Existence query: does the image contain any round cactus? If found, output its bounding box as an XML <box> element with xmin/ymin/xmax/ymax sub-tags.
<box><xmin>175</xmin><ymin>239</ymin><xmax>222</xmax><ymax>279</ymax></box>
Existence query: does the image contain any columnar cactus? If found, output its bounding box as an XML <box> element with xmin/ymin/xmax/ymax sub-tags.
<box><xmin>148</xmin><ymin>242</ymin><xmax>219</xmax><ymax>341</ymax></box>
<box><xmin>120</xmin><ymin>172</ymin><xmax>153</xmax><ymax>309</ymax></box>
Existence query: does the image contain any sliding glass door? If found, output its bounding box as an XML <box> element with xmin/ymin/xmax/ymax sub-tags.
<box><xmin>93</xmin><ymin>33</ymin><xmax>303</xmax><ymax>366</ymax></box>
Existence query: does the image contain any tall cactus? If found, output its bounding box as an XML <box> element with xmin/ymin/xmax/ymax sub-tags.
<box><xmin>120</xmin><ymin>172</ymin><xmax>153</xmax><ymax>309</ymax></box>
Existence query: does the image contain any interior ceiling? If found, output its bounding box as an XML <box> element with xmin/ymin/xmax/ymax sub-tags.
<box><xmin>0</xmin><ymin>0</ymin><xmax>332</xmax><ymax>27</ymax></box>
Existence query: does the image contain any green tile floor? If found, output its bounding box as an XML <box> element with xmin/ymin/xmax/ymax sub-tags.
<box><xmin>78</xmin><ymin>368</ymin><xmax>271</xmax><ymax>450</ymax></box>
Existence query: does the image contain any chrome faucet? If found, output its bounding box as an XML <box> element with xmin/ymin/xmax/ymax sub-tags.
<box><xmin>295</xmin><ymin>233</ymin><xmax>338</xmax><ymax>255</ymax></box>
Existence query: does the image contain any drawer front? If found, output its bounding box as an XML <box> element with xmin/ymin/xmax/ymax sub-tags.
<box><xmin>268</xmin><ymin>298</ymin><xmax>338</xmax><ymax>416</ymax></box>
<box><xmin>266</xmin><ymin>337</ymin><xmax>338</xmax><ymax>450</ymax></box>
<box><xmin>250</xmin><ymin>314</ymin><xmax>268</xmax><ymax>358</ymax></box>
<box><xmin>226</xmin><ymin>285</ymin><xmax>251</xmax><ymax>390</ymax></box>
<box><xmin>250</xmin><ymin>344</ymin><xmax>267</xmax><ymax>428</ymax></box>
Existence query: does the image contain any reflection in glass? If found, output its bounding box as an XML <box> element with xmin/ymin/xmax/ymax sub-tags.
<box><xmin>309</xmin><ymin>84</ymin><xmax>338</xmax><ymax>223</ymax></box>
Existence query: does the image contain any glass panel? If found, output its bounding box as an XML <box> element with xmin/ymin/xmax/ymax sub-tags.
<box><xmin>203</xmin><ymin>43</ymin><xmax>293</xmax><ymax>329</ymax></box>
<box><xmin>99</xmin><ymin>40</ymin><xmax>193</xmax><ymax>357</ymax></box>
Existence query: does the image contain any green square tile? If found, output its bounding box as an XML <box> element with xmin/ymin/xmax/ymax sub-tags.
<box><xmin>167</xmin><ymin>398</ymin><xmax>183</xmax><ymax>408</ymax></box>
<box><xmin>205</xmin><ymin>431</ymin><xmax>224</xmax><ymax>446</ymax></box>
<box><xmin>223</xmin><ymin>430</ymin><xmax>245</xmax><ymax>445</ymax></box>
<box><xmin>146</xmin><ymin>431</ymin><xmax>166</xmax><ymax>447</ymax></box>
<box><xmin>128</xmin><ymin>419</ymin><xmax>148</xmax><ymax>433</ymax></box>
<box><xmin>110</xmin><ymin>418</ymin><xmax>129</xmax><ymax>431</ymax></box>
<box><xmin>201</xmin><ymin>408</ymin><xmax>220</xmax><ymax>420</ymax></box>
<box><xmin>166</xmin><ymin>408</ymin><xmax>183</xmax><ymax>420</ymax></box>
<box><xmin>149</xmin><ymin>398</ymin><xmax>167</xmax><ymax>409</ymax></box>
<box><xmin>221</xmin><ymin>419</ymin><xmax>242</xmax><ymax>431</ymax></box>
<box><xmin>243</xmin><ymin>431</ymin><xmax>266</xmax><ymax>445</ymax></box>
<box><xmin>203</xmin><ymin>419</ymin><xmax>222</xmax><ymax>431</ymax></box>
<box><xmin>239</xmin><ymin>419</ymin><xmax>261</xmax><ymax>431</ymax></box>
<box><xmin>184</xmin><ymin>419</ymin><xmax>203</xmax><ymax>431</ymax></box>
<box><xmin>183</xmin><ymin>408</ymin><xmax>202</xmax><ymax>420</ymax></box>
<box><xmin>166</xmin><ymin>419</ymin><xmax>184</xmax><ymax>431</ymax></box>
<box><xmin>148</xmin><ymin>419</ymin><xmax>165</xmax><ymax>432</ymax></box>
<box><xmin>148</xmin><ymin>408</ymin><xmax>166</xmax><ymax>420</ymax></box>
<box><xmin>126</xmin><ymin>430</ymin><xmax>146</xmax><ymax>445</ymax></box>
== == ==
== Given problem ==
Copy every line of the records above that contains the word "cactus". Case counts.

== Expected output ==
Existence query: does the image contain any round cactus? If found, output its bounding box as an XML <box> element with xmin/ymin/xmax/ymax sub-tags.
Existence query: does the image contain any columnar cactus? If found, output its bounding box as an XML <box> element with xmin/ymin/xmax/ymax sub-tags.
Existence query: does the image contain any tall cactus? If found, output its bounding box as an XML <box> element with xmin/ymin/xmax/ymax sub-tags.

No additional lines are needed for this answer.